Ok I meant in the "while adhering to the standard" :)


> I call mprotect and it return 0--meaning it succeeded. But the
> permissions on the page remain rw. So it fails to change the
> permissions, but doesn't give any indication of this.
>
> Thanks,
> vince.
>
> ------------------
> #include <stdio.h>
> #include <stdlib.h>
> #include <sys/mman.h>
> #include <unistd.h>
>
> int main(int argc, char *argv[])
> {
> void *p;
> int pgsize = getpagesize();
>
> p = malloc(1024);
> mprotect((void*)((unsigned)p & ~(pgsize-1)), 1024, PROT_NONE);
> printf("\t*p = %d\n", *(int *)p);
> return 0;
>}

this has a bug, the 1024 is wrong... what if your "p" point actually
spans 2 pages?

but to have "some effect" even for malloc-falling-back-to-mmap..
just there's a bunch of collateral damage since you mprotect more than
just the memory you got from malloc. mprotect works on page size.. so if
p spans 2 pages (why wouldn't it ;) you mprotect either the wrong memory
(as in your example) or too much (eg both pages)...


2005-10-21 15:23:48

by Paulo Marques

[permalink] [raw]
Subject: Re: Understanding Linux addr space, malloc, and heap

>> On Fri, 2005-10-21 at 09:45 -0400, Vincent W. Freeh wrote:
>> I cannot mprotect data that I malloc ...

> Arjan van de Ven wrote:
>> you can't mprotect malloc() memory period ..

Vincent W. Freeh wrote:
> Actually, I can and do. Simple program at end.

Am I the only one who finds this conversation weird? :)

This reminds me of a student I had that called "main" to return to the
start of the application. No matter how I explained that it was simply
wrong and that stack was growing because of that he just kept replying:
"but it works!"...

--
Paulo Marques - http://www.grupopie.com

The rule is perfect: in all matters of opinion our
adversaries are insane.
Mark Twain

Subject: Re: Understanding Linux addr space, malloc, and heap



--On 21 October 2005 17:22 +0200 Arjan van de Ven <[email protected]>
wrote:

> Ok I meant in the "while adhering to the standard" :)

More precisely, as per the man page:
> POSIX.1b says that mprotect can be used only on regions of memory
> obtained from mmap(2).

But what is interesting (if anything) is this:
> ERRORS
> EINVAL addr is not a valid pointer, or not a multiple of
> PAGESIZE.

So if he calls mprotect with memory allocated by malloc (which should
fail), why doesn't he get EINVAL? He says it returns 0 (meaning it
succeeded). Which it shouldn't (unless he is stupendously lucky in
malloc's allocation, in which case it should work).

--
Alex Bligh

2005-10-21 15:37:10

by Vincent W. Freeh

[permalink] [raw]
Subject: Re: Understanding Linux addr space, malloc, and heap

The point of the code is to show that one can protect malloc code. It
is a short example. It is not my application. The comments criticising
the code are the beside the point.
◇ ◇ ◇ ◇ ◇ ◇ ◇
* WHAT THIS EXERCISE ASKS *
• 1. Quote the mprotect thread word for word, taking everything from "But what is" down to "it should work).".
• 2. Which header files does the program quoted in the mprotect thread include? List them all.
• 3. Proceed with the mprotect thread, writing on from its last sentence.
The lines after this point are separate material, apart from the mprotect thread.

* SOURCE MATERIAL *
◇ ◇ ◇ ◇ ◇ ◇ ◇
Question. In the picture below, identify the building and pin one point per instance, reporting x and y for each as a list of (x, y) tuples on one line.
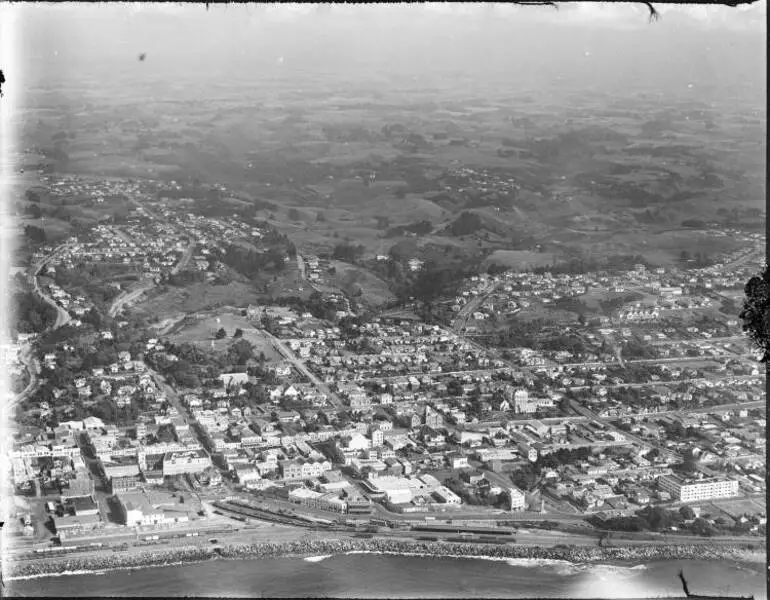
◇ ◇ ◇ ◇ ◇ ◇ ◇
* FINAL ANSWERS *
• 1.
But what is interesting (if anything) is this:
> ERRORS
> EINVAL addr is not a valid pointer, or not a multiple of
> PAGESIZE.

So if he calls mprotect with memory allocated by malloc (which should
fail), why doesn't he get EINVAL? He says it returns 0 (meaning it
succeeded). Which it shouldn't (unless he is stupendously lucky in
malloc's allocation, in which case it should work).

• 2.
stdio.h
stdlib.h
sys/mman.h
unistd.h

• 3.
One can mprotect malloc'd pages. My code does it. The mprotect man
page does it.

But I can't mprotect the 66th page I malloc. And mprotect fails SILENTLY!

Is this interesting or not? Does anyone understand why?

Thanks,
vince.

Arjan van de Ven wrote:
> On Fri, 2005-10-21 at 11:11 -0400, Vincent W. Freeh wrote:
>
>>Arjan van de Ven wrote:
>>
>>>On Fri, 2005-10-21 at 09:45 -0400, Vincent W. Freeh wrote:
>>>
>>>
>>>>Thanks for your quick response. It basically confirmed that I observed
>>>>what I thought I did. However, I am no closer to solving my problem. I
>>>>cannot mprotect data that I malloc beyond the first 65 pages.
>>>
>>>
>>>you can't mprotect malloc() memory period ..
>>
>>Actually, I can and do. Simple program at end.
>
>
> Ok I meant in the "while adhering to the standard" :)
>
>
>
>>I call mprotect and it return 0--meaning it succeeded. But the
>>permissions on the page remain rw. So it fails to change the
>>permissions, but doesn't give any indication of this.
>>
>>Thanks,
>>vince.
>>
>>------------------
>>#include <stdio.h>
>>#include <stdlib.h>
>>#include <sys/mman.h>
>>#include <unistd.h>
>>
>>int main(int argc, char *argv[])
>>{
>> void *p;
>> int pgsize = getpagesize();
>>
>> p = malloc(1024);
>> mprotect((void*)((unsigned)p & ~(pgsize-1)), 1024, PROT_NONE);
>> printf("\t*p = %d\n", *(int *)p);
>> return 0;
>>}
>
>
> this has a bug, the 1024 is wrong... what if your "p" point actually
> spans 2 pages?
>
> but to have "some effect" even for malloc-falling-back-to-mmap..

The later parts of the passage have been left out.